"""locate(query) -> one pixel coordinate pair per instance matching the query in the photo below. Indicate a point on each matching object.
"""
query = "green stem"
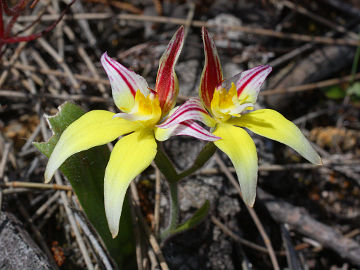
(174, 211)
(172, 177)
(355, 63)
(165, 165)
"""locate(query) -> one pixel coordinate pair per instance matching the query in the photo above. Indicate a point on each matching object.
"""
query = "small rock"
(17, 249)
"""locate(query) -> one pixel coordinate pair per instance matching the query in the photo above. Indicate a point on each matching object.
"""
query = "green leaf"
(334, 92)
(85, 171)
(354, 89)
(195, 220)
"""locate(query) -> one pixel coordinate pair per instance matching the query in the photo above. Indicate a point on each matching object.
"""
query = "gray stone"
(17, 249)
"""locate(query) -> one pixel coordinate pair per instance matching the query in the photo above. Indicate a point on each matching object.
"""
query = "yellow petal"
(273, 125)
(92, 129)
(240, 148)
(130, 156)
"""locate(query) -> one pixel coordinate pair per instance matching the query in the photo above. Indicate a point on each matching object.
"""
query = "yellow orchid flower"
(224, 106)
(142, 109)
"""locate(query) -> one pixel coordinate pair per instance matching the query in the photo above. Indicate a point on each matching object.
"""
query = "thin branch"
(251, 212)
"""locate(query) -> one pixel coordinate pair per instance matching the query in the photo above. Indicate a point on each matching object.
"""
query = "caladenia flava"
(227, 107)
(142, 110)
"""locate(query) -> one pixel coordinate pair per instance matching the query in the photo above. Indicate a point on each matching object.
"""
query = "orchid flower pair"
(148, 115)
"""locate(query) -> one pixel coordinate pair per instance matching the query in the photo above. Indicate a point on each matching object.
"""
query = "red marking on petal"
(212, 74)
(258, 74)
(132, 90)
(165, 81)
(191, 110)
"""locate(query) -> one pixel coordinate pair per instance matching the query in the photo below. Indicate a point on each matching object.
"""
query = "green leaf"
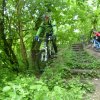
(6, 88)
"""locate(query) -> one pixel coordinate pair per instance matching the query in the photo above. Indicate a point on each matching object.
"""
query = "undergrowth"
(56, 83)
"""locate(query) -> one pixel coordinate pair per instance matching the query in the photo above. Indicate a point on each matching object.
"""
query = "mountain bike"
(46, 52)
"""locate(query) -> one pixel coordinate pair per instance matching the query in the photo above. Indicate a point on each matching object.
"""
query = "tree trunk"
(22, 45)
(7, 48)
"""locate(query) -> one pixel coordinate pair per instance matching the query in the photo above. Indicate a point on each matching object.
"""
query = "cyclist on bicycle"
(96, 39)
(46, 29)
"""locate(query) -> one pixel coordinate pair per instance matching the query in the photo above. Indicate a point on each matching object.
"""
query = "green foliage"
(31, 88)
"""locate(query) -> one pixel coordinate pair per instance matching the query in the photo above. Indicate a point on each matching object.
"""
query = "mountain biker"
(96, 39)
(46, 29)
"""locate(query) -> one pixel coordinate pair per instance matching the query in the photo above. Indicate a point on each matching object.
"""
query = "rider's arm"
(40, 30)
(54, 27)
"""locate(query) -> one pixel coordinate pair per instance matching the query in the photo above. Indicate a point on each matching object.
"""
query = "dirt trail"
(96, 94)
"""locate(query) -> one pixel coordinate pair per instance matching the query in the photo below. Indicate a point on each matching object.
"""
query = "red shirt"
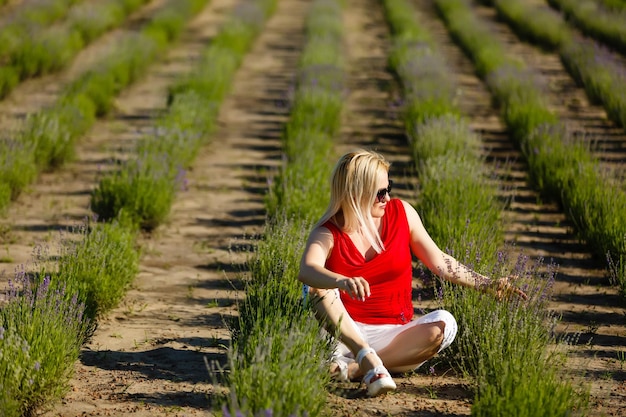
(389, 273)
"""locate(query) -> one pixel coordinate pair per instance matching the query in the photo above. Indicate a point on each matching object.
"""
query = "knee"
(448, 328)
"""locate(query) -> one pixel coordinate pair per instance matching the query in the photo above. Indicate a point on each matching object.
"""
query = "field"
(149, 355)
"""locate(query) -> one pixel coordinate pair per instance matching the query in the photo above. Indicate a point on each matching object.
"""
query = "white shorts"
(379, 336)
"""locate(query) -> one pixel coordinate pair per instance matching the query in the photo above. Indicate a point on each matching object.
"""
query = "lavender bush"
(43, 328)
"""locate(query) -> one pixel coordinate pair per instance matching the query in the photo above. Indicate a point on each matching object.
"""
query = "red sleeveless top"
(389, 273)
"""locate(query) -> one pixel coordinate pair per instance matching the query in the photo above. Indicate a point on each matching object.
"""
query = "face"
(383, 185)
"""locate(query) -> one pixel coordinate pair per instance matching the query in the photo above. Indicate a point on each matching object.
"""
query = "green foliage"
(276, 337)
(560, 170)
(287, 373)
(509, 348)
(538, 25)
(144, 190)
(596, 21)
(44, 328)
(17, 169)
(53, 132)
(98, 261)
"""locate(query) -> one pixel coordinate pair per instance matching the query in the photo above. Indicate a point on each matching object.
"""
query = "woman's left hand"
(504, 289)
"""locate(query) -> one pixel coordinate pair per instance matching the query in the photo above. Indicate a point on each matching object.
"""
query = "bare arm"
(314, 273)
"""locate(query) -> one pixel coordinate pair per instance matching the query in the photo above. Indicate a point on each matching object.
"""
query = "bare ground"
(148, 356)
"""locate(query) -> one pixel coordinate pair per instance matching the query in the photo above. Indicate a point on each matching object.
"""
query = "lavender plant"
(276, 332)
(606, 25)
(44, 327)
(98, 261)
(529, 119)
(497, 340)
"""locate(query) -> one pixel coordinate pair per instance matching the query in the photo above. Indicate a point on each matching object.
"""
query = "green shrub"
(99, 261)
(47, 323)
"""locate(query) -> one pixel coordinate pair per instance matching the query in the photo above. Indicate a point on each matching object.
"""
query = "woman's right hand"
(357, 287)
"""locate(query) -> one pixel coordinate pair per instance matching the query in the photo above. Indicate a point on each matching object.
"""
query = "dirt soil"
(148, 356)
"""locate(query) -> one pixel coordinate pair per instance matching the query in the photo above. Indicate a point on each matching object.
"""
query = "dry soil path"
(592, 311)
(147, 357)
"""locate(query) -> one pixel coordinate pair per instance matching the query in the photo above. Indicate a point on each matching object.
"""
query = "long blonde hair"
(353, 190)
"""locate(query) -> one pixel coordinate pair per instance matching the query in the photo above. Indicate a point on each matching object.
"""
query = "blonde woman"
(357, 265)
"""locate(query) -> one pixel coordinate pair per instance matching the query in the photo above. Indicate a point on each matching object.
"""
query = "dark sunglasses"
(380, 194)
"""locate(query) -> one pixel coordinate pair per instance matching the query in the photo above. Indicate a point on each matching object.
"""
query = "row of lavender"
(52, 307)
(278, 359)
(561, 165)
(31, 48)
(503, 346)
(47, 138)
- - - - - - -
The whole listing, pictures excluded, should be output exactly.

**TASK RESPONSE**
"""locate(query) -> one pixel coordinate pair per instance matching the query in the photo below. Indicate a point on each matching object.
"""
query = "green stem"
(174, 211)
(172, 177)
(355, 63)
(165, 165)
"""locate(query) -> one pixel coordinate pair per instance matching the query in the photo above. Indicate a point on each matching object.
"""
query = "small rock"
(17, 249)
"""locate(query) -> one pixel coordinate pair per instance matching the query in the photo above. Indicate a point on each matching object.
"""
query = "green leaf"
(334, 92)
(85, 171)
(354, 89)
(195, 220)
"""locate(query) -> one pixel coordinate pair per instance matching the query in the photo above. Indicate a point on each matching object.
"""
query = "gray stone"
(17, 249)
"""locate(query) -> one pixel coordinate pair per instance matching the query in the photo above. Indicate a point on each matching object.
"""
query = "yellow petal"
(273, 125)
(92, 129)
(240, 148)
(130, 156)
"""locate(query) -> one pixel coordinate pair per instance matching the query in the photo above. Indicate a point on each matching object.
"""
query = "yellow orchid flower"
(224, 106)
(142, 109)
"""locate(query) -> one pixel coordinate pair per instance matching the query in the photo above. Indicate a point on each matching object.
"""
query = "thin branch"
(251, 212)
"""locate(query) -> one pixel coordinate pair per instance matching the query in the photo above. Indicate a point on each matching object.
"""
query = "caladenia flava"
(227, 107)
(142, 110)
"""locate(query) -> one pixel coordinate pair per instance matching the query in the photo above. Indicate a point on each matching object.
"""
query = "orchid flower pair"
(148, 115)
"""locate(query) -> one pixel coordinate pair per instance matching the query in the photo above. Indicate a point on each matching object.
"""
query = "red marking on petal"
(212, 74)
(258, 74)
(132, 90)
(165, 81)
(191, 110)
"""locate(query) -> one pixel coordinate pair per instance matching the query in the photo below. Indicate a point on each matching object.
"""
query = "green leaf"
(6, 88)
"""locate(query) -> one pixel coordinate pair per instance matching the query in the photo above. Indicate a point on each matching object.
"""
query = "undergrowth"
(56, 83)
"""locate(query) -> one pixel coordinate pair per instance matching the query in the photo above. Indicate a point on each matching object.
"""
query = "mountain bike"
(46, 52)
"""locate(query) -> one pixel coordinate pair per instance matching the query in the photo above. Indicate a point on each matching object.
"""
query = "tree trunk"
(22, 45)
(7, 48)
"""locate(query) -> one pixel coordinate pair per instance matching the query in the photo above. Indicate a point on each matching object.
"""
query = "cyclist on bicycle"
(96, 39)
(46, 29)
"""locate(query) -> one pixel coordinate pair per instance matching the query in the photo above. Indicate a point on each matching object.
"""
query = "green foliage"
(31, 88)
"""locate(query) -> one pixel coordinate pair per instance matching the query in the photo above. Indicate a point on each matching object.
"""
query = "mountain biker"
(96, 39)
(46, 29)
"""locate(query) -> one pixel coordinate pair per instance matching the query in the photo above. Indicate a point on each matching object.
"""
query = "rider's arm"
(40, 30)
(54, 27)
"""locate(query) -> one pixel coordinate pair per instance matching the query in the photo above. Indicate a point on each matching object.
"""
query = "dirt trail"
(96, 94)
"""locate(query) -> one pixel coordinate pair per instance matching the query in the photo below. Indicate a point on each matching object.
"""
query = "red shirt"
(389, 273)
"""locate(query) -> one pixel coordinate pair per instance matching the query in the photo above. Indicate a point on each matching object.
"""
query = "knee"
(448, 328)
"""locate(query) -> one pixel coordinate pair per instance matching the query in the photo above. Indicate a point on each matching object.
"""
query = "field"
(149, 355)
"""locate(query) -> one pixel coordinate pair per instance matching the query in the photo above. Indicate a point on each matching object.
"""
query = "white shorts"
(379, 336)
"""locate(query) -> one pixel coordinate pair per instance matching the query in the photo above. Indicate a point on each matching object.
"""
query = "lavender bush"
(43, 328)
"""locate(query) -> one pixel coordinate pair per instance matching the query in the photo above. Indicate a point on each matching object.
"""
query = "red sleeveless top"
(389, 273)
"""locate(query) -> one pixel coordinate pair per instance matching the query in the photo above. Indicate a point on each matching object.
"""
query = "face"
(383, 185)
"""locate(query) -> one pixel coordinate pair per instance matching the query in the photo above. Indicate a point on each matching object.
"""
query = "green foliage"
(276, 337)
(560, 170)
(287, 373)
(509, 348)
(538, 25)
(144, 190)
(596, 21)
(44, 328)
(17, 169)
(53, 132)
(98, 261)
"""locate(query) -> one pixel coordinate pair per instance matching the query in the photo above. Indicate a point on each matching object.
"""
query = "woman's left hand"
(504, 289)
"""locate(query) -> one pixel coordinate pair per instance matching the query in the photo above. Indicate a point on each matching object.
"""
query = "bare arm"
(314, 273)
"""locate(query) -> one pixel coordinate pair per instance matching the query in the photo above. Indicate a point on each matching object.
"""
query = "bare ground"
(148, 356)
"""locate(query) -> one pixel coordinate pair per instance matching the query in the photo above. Indicate a point on each matching object.
"""
query = "lavender plant"
(276, 332)
(606, 25)
(44, 327)
(98, 261)
(529, 119)
(497, 340)
"""locate(query) -> one pixel coordinate pair per instance matching the query in the photo above. Indicate a point on each matching object.
"""
query = "green shrub"
(99, 261)
(47, 323)
"""locate(query) -> one pixel coordinate pair per instance matching the query in the photo above. Indicate a point on each matching object.
"""
query = "woman's right hand"
(357, 287)
"""locate(query) -> one pixel coordinate pair per instance matching the query in the photo above. Indicate a point on each matching object.
"""
query = "dirt soil"
(148, 356)
"""locate(query) -> one pixel coordinate pair per instance matching the query in the photo above. Indicate a point on each matching object.
"""
query = "dry soil path"
(592, 311)
(147, 357)
"""locate(query) -> one pixel coordinate pair per instance matching the query in the photo above. Indicate a point on each matching object.
"""
query = "long blonde hair"
(353, 190)
"""locate(query) -> one pixel coordinate pair per instance matching the query in the photo above. Indicate a point on each matching object.
"""
query = "blonde woman"
(357, 265)
"""locate(query) -> one pixel coordinate pair per instance matching the query in the photo above. Indicate a point on each matching object.
"""
query = "dark sunglasses"
(380, 194)
"""locate(query) -> one pixel coordinate pair per instance matching the query in the photo above. Indicate a point on each matching object.
"""
query = "row of lavender"
(52, 307)
(278, 359)
(561, 165)
(31, 48)
(503, 346)
(47, 138)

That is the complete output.